What the task requires: Return the complete listing that follows, with each line reproduced exactly.

================================

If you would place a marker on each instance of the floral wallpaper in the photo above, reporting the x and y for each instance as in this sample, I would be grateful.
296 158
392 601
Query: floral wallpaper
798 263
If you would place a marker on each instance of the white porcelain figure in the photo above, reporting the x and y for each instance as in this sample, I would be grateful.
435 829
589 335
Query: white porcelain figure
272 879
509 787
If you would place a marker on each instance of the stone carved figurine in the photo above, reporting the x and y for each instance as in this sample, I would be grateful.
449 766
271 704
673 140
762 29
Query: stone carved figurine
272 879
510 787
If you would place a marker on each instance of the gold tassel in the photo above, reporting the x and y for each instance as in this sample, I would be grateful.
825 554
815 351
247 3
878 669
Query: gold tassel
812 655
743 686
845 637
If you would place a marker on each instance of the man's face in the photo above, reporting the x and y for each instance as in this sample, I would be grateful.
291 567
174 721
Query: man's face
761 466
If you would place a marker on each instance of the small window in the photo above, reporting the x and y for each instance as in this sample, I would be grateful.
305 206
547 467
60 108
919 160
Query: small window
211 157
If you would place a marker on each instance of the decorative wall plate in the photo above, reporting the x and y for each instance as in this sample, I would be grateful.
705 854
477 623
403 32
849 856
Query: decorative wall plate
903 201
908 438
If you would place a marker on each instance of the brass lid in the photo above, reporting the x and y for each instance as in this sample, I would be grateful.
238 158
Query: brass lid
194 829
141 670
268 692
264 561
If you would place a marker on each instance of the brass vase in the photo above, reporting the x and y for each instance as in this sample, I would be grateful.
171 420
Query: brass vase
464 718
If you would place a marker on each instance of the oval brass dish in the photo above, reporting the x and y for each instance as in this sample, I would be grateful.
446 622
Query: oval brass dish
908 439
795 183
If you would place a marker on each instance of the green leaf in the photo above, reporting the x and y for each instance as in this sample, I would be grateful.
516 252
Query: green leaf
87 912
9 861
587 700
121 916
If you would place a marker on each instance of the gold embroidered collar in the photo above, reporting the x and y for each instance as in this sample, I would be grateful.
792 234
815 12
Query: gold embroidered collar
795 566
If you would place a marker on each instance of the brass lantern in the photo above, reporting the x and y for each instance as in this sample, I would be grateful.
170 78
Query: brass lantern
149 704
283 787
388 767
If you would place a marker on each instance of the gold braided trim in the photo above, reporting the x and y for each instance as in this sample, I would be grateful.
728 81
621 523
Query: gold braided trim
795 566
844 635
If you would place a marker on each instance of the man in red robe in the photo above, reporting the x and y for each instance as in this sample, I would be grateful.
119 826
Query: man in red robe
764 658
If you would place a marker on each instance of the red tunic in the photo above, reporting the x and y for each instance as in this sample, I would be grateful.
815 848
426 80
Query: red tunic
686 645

================================

Task solution:
If you would place a marker on each instance of the floral wallpaper in the photo above, reporting the x and y for each instance as in this sample, I would be grateful.
296 158
392 601
Query: floral wallpaper
798 263
If you would place a marker on each instance of the white porcelain figure in the photo above, reporting the x and y for each instance as in this sample, I would be grateful.
435 829
589 335
Query: white porcelain figure
272 879
509 787
If you would place a marker on each instance of the stone carved figurine in the photo above, reporting the x and y for each instance as in this sample, I would be grateful.
449 766
271 704
673 140
762 29
Query: stone carved figurine
272 879
510 787
If you would place a marker on each instance of the gold tassel in the photo above, reporting the x and y for each instance as in this sample, I would be grateful.
825 554
815 351
247 3
878 669
Query: gold tassel
812 655
743 686
845 637
If you would place a marker on each instance of the man's face in the photo above, reporting the x and y for each instance as in this sample, I would be grateful.
291 567
174 721
Query: man's face
761 466
If you would place a marker on each instance of the small window in the photo above, reporting the x and y for each instance as in this sample, I would be grateful.
305 206
547 467
60 108
919 160
Query: small window
211 157
If you would place a marker on each instance of the decorative wall plate in the photo above, reporting the x and y for each instance as in this sample, I would be grateful.
705 854
477 623
403 32
849 856
Query: decorative wall plate
903 201
908 438
If you would place a marker on each instance of the brass lid in the photo above, reporting the x and y for each instance as in this sample, I would be grateful.
238 158
Query: brass lid
194 829
141 670
268 692
264 561
If you would place a marker on each instance of the brass vase in the photo above, reporting the x and y for each instance as in this sample, I would be grateful.
171 420
Query: brass vase
464 718
If you would place a marker on each instance of the oval brass dish in the photo above, reporting the x and y for each instance as in this sample, I would be grateful.
446 622
Query: oval brass dish
908 439
795 183
If you would place a marker on each instance of the green leaf in the photo above, reporting the x and y for each instance as in this sample, I would be grateful.
516 252
Query: green leaf
87 912
9 861
587 700
121 916
If you would place a marker on each instance of the gold embroidered collar in the photo above, reporting the x and y for each instance as in this sample, I would be grateful.
792 234
815 12
Query: gold embroidered collar
795 566
If you would place a marker on each instance of the brass lantern in the photo above, reporting the x and y for each instance as in this sample, I would be grateful.
170 78
Query: brass lantern
149 704
283 787
388 767
If you would place a marker on each instance of the gold braided trim in the photo above, reporting the x and y for each instance as in this sample, I would be grateful.
728 81
621 523
Query: gold braided trim
795 566
844 635
If you would place a marker on each instance of the man in red robe in the photo above, reporting the x and y for each instance as in this sample, I would be grateful.
119 826
Query: man in red robe
764 658
If you would place a marker on each instance of the red tunic in the photo above, reporting the x and y for each instance as in this sample, I would be grateful.
815 848
426 80
Query: red tunic
686 645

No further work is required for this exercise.